Requirement 1.
In the passage on the occupation, what share of State Land in the territories goes to Palestinians?
Requirement 2.
Resume the passage on the occupation, picking up right after its final sentence.

Selected text.
--- START ---
The protracted occupation has exacted a heavy human toll. Thousands of Palestinians, Israelis and others have been murdered, killed and wounded. In a constant state of friction between Israeli soldiers and police and a civilian Palestinian population, innocent men, women and children are routinely hurt. Breaches to the open-fire regulations occur, as well as unlawful physical violence toward Palestinians. Police officers and soldiers are rarely put to trial for injuring Palestinians, including severe injuries and even those that result in death. During the trial of Elor Azaria, a soldier accused of shooting and killing a Palestinian in Hebron, Azaria’s lawyers and supporters were angered that he was forced to pay the price while charges were not pressed against other soldiers who had shot Palestinians. Settlers who are violent toward Palestinians and their property also evade punishment for their actions.

The red line is also crossed when Palestinians are imprisoned without trail. Hundreds of Palestinians are subject at any given moment to administrative detention – which means being put behind bars without being informed what they are suspected of or being given the chance to prove their innocence in court. A huge percentage of Palestinians have been imprisoned over the years. Among them are children and youth, who are forced to cope with arrests, interrogations and imprisonment without the protections and conditions appropriate for their young and vulnerable age. The army has determined in the past that the minority age for Palestinians ends at 16; a few years ago this was corrected to 18.

Limiting Palestinians from living on their lands and accessing them is carried out through legal means that blatantly cross red lines. The government directs the army to seize Palestinian land for the benefit of the settlements, conscious of the fact this is a breach of International Humanitarian Law, which the army is obligated to uphold. Lands in the territories are declared by the military as “State Land,” a term analogous to “land for public use” inside Israel. What country and what public does this refer to? Less than 1% of State Land in the territories is allocated to Palestinians, who constitute a majority of the population. When settlers take over land of their own volition and in contravention of the law, the army turns a blind eye or actively cooperates. The Land Expropriation Law (see chapter 4) gave the Knesset’s seal of approval to land expropriation in the West Bank.
--- END ---
Available data.
--- START ---
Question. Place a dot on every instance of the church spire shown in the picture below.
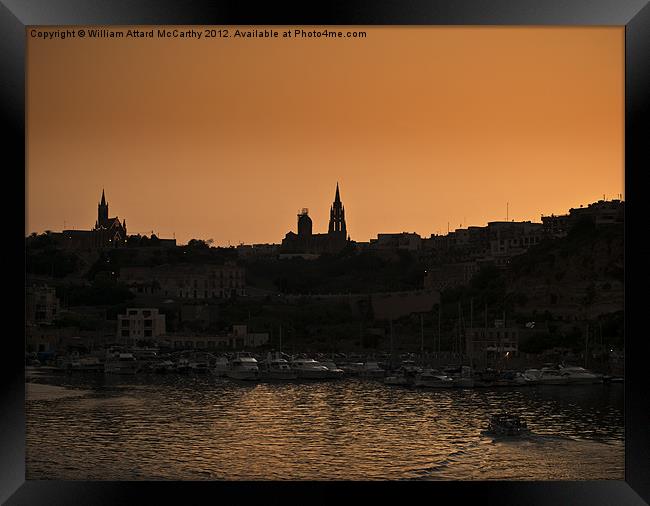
--- END ---
Right answer 1.
Less than 1%.

Right answer 2.
Following the signing of the Oslo Accords, direct Israeli responsibility for the basic, daily needs of the population concentrates in Area C, where Israel maintains full control (spread out across 60 percent of the West Bank). Israel’s interest in annexing Area C pushes aside the consideration of basic rights and humanitarian needs. Despite the fact that the army commander is legally obligated to oversee the welfare of the local population and its needs, the army prohibits many Palestinian villages in Area C from being connected to the water and electricity grid. In the 21st century, Palestinians are forced to pump and store water, many times at exorbitant costs, and to rely on generators and solar panels. They are not allowed to connect to water pipes and electricity lines that run in close proximity to their villages, which provide services to the settlements.

Israel’s policy of no planning and no development is designed to wear down the Palestinians living in Area C, effectively forcing them to move to the cities and towns in Areas A and B. This policy is systematically accompanied by the demolition of homes, structures and water wells; demolitions that have become a trademark of Israeli control of the Palestinians. In recent years the scope of demolitions has increased. Palestinians are also forced out through the declaration of firing zones and closed military zones.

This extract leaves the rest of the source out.